◆ Your task
Locate the line that contains "Practice. Point at the footbridge" in the entries below. Retype it and all following lines through the final one, character for character.

◆ Records provided

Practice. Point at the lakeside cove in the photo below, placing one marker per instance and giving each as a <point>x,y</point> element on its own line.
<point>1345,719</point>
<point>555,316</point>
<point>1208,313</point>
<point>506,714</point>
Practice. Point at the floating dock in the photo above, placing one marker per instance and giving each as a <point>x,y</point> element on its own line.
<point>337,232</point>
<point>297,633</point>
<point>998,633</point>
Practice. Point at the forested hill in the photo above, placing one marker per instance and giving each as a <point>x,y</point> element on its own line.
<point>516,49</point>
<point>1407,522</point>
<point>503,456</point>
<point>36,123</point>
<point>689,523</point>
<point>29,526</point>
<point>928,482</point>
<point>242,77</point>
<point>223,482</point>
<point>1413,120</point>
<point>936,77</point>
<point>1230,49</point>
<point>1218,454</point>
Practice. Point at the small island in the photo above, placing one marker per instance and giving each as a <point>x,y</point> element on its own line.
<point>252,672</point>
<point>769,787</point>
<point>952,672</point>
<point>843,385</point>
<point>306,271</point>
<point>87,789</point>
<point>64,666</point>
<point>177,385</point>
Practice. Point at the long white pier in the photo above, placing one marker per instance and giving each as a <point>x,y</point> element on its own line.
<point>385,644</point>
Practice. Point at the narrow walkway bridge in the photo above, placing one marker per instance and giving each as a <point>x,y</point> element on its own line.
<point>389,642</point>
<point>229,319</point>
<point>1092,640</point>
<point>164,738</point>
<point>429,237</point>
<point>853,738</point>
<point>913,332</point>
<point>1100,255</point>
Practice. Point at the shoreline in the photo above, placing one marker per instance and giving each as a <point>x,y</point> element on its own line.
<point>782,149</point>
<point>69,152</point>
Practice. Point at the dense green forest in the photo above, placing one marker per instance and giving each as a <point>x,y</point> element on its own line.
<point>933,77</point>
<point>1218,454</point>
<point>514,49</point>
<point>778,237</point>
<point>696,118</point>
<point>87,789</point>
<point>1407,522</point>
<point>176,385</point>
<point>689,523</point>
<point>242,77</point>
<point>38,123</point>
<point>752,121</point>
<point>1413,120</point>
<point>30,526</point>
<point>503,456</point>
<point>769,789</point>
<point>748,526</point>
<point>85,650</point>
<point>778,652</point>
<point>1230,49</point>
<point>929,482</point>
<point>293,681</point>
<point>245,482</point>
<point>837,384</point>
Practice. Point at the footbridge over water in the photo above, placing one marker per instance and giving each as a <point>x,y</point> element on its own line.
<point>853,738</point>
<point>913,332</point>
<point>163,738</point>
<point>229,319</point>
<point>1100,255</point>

◆ Response
Practice. Point at the footbridge over water in the photo above, placing one marker per instance and giving each as a <point>x,y</point> element on its own line.
<point>853,738</point>
<point>913,332</point>
<point>163,738</point>
<point>229,319</point>
<point>1100,255</point>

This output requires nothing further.